*CONSIGNE A:*
D'après le passage fourni, quels pays ont annoncé leur retrait de la Cedeao ?

◆ ◆ ◆ ◆ ◆ ◆ ◆

La guéguerre entre les Etats réunis au sein de l’Alliance des États du Sahel (Aes) et la Communauté économique des États de l’Afrique de l’Ouest (Cedeao), loin de s’estomper, prend des proportions nouvelles qui risquent d’avoir des conséquences incalculables si l’on n’y prend garde.
Les relations entre l’AES et la CEDEAO se dégradent
Les autorités du Mali, du Burkina Faso et du Niger ont annoncé il y a quelques jours, le « retrait sans délai » de leurs pays de la Cedeao, avec une notification envoyée à l’organisation sous-régionale pour les deux premiers pays susmentionnés, en attendant celle du Niger.

◆ ◆ ◆ ◆ ◆ ◆ ◆

*CONSIGNE B:*
Dans les entrées, remplacez « stone fireplace » par « brick fireplace » entre la ligne contenant « Would you point at the kitchen faucet » et celle contenant « point(456, 150) », incluses. Reproduisez uniquement ces lignes, sans aucune autre modification.

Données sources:
◆ ◆ ◆ ◆ ◆ ◆ ◆

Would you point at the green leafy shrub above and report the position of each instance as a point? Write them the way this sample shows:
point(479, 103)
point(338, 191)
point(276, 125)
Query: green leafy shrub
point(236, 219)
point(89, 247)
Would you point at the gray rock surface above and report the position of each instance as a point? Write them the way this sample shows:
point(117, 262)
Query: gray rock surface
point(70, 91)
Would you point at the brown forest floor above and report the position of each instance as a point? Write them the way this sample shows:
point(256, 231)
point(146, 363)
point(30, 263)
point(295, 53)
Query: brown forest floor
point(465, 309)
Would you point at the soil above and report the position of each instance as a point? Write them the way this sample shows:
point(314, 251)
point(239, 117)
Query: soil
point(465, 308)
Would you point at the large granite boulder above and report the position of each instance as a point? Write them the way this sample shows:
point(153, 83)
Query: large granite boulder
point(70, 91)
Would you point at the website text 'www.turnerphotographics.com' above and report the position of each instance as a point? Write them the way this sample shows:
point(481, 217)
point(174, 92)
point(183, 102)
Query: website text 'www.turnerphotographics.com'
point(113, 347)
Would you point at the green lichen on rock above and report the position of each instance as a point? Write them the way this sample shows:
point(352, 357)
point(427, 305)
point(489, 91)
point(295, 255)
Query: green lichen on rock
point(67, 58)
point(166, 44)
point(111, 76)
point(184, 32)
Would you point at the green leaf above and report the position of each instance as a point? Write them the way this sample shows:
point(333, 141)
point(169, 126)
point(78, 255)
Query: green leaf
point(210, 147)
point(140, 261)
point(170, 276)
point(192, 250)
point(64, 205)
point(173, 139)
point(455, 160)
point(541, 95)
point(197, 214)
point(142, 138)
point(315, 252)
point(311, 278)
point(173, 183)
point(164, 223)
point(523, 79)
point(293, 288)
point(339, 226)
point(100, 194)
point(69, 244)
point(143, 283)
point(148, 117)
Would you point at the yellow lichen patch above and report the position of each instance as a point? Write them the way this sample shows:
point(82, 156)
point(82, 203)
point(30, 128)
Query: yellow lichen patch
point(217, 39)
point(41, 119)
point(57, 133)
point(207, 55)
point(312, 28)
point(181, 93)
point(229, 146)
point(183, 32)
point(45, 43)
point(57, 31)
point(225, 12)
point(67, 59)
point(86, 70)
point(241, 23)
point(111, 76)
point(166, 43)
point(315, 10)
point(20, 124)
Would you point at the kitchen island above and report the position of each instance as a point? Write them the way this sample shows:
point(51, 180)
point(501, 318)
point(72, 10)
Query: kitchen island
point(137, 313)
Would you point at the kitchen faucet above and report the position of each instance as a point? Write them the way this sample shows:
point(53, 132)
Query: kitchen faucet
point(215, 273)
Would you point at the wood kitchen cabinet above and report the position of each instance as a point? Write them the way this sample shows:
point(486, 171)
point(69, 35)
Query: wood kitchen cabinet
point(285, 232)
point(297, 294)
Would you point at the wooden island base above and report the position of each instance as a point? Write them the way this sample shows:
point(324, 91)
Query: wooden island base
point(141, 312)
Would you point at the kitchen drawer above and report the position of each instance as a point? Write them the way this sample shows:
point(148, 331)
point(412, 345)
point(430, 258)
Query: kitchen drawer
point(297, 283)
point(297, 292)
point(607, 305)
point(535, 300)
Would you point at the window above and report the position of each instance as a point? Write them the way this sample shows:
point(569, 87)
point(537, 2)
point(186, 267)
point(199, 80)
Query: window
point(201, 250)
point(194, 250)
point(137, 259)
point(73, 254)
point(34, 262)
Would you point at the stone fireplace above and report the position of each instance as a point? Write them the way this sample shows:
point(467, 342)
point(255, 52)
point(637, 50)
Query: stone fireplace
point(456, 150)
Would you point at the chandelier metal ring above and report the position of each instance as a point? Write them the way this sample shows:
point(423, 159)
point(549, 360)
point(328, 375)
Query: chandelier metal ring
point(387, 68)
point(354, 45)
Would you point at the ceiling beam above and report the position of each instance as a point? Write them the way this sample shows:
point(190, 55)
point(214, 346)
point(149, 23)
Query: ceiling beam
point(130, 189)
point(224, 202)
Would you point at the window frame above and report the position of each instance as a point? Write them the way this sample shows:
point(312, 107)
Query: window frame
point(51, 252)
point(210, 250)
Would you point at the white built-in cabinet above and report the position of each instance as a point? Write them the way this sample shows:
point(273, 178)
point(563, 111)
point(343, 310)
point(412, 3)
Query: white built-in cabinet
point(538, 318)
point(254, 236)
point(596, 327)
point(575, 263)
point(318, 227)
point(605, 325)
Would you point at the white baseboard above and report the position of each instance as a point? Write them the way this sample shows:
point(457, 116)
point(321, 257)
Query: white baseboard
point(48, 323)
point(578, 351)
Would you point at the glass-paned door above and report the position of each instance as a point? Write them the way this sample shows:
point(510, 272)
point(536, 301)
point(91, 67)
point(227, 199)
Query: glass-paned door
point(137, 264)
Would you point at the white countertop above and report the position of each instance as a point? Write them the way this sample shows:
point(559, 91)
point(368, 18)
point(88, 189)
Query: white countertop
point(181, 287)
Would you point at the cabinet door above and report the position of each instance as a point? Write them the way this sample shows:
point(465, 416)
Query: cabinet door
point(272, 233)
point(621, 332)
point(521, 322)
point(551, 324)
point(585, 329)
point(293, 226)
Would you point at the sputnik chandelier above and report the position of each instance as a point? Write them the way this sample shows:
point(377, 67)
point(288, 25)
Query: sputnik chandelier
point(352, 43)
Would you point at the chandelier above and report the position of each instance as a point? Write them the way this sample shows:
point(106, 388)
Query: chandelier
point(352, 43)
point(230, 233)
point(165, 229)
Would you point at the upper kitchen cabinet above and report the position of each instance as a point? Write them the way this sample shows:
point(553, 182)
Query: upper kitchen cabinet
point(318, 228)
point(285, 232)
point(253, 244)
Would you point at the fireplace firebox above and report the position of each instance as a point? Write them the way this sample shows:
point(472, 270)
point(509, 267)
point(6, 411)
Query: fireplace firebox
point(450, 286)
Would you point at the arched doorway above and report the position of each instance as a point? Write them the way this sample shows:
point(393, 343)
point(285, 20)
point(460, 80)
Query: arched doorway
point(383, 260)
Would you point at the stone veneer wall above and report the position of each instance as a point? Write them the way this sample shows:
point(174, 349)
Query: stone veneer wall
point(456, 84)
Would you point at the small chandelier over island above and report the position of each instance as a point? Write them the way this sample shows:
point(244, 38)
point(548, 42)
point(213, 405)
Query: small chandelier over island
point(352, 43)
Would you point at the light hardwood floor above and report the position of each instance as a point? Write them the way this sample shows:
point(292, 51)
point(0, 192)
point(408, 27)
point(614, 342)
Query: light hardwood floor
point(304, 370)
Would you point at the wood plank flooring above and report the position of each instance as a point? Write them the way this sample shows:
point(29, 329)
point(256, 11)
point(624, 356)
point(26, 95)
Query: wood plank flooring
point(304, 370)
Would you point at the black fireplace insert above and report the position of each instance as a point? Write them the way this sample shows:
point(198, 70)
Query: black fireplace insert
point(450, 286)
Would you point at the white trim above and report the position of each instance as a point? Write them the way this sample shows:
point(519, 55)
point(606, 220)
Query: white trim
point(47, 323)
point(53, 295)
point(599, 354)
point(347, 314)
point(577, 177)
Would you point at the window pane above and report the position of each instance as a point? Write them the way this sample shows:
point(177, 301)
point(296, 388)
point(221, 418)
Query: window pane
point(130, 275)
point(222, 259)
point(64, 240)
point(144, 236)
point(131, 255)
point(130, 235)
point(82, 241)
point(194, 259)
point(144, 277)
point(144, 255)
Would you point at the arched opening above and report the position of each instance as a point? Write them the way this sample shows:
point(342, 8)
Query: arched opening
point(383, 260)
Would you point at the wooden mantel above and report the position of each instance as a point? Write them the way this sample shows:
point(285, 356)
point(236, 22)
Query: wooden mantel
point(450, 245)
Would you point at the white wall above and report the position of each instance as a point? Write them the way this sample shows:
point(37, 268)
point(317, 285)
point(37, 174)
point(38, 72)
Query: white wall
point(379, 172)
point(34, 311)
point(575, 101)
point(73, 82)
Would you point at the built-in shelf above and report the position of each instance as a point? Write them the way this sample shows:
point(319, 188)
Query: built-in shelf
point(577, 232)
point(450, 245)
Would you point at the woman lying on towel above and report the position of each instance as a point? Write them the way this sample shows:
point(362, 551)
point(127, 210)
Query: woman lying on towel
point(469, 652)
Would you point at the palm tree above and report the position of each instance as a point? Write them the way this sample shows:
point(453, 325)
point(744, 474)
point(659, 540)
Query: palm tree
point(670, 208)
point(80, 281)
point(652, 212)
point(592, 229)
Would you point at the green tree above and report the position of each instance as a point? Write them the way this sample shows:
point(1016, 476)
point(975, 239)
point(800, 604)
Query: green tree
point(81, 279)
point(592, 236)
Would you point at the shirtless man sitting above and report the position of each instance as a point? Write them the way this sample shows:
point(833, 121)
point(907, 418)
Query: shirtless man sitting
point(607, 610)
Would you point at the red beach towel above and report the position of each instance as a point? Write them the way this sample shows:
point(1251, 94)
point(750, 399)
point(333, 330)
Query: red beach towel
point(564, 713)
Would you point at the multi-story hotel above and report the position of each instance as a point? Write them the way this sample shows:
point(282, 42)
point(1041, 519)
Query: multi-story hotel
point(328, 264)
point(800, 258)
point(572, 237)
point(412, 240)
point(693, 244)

◆ ◆ ◆ ◆ ◆ ◆ ◆

*RÉPONSE ATTENDUE A:*
Le Mali, le Burkina Faso et le Niger.

*RÉPONSE ATTENDUE B:*
Would you point at the kitchen faucet above and report the position of each instance as a point? Write them the way this sample shows:
point(53, 132)
Query: kitchen faucet
point(215, 273)
Would you point at the wood kitchen cabinet above and report the position of each instance as a point? Write them the way this sample shows:
point(486, 171)
point(69, 35)
Query: wood kitchen cabinet
point(285, 232)
point(297, 294)
Would you point at the wooden island base above and report the position of each instance as a point? Write them the way this sample shows:
point(324, 91)
Query: wooden island base
point(141, 312)
Would you point at the kitchen drawer above and report the position of each instance as a point? Write them the way this sample shows:
point(148, 331)
point(412, 345)
point(430, 258)
Query: kitchen drawer
point(297, 283)
point(297, 292)
point(607, 305)
point(535, 300)
Would you point at the window above and report the position of each instance as a point? Write them the way this sample shows:
point(569, 87)
point(537, 2)
point(186, 267)
point(199, 80)
Query: window
point(201, 250)
point(194, 250)
point(137, 259)
point(73, 254)
point(34, 262)
Would you point at the brick fireplace above and report the position of each instance as a point? Write them the way this sample shows:
point(467, 342)
point(255, 52)
point(637, 50)
Query: brick fireplace
point(456, 150)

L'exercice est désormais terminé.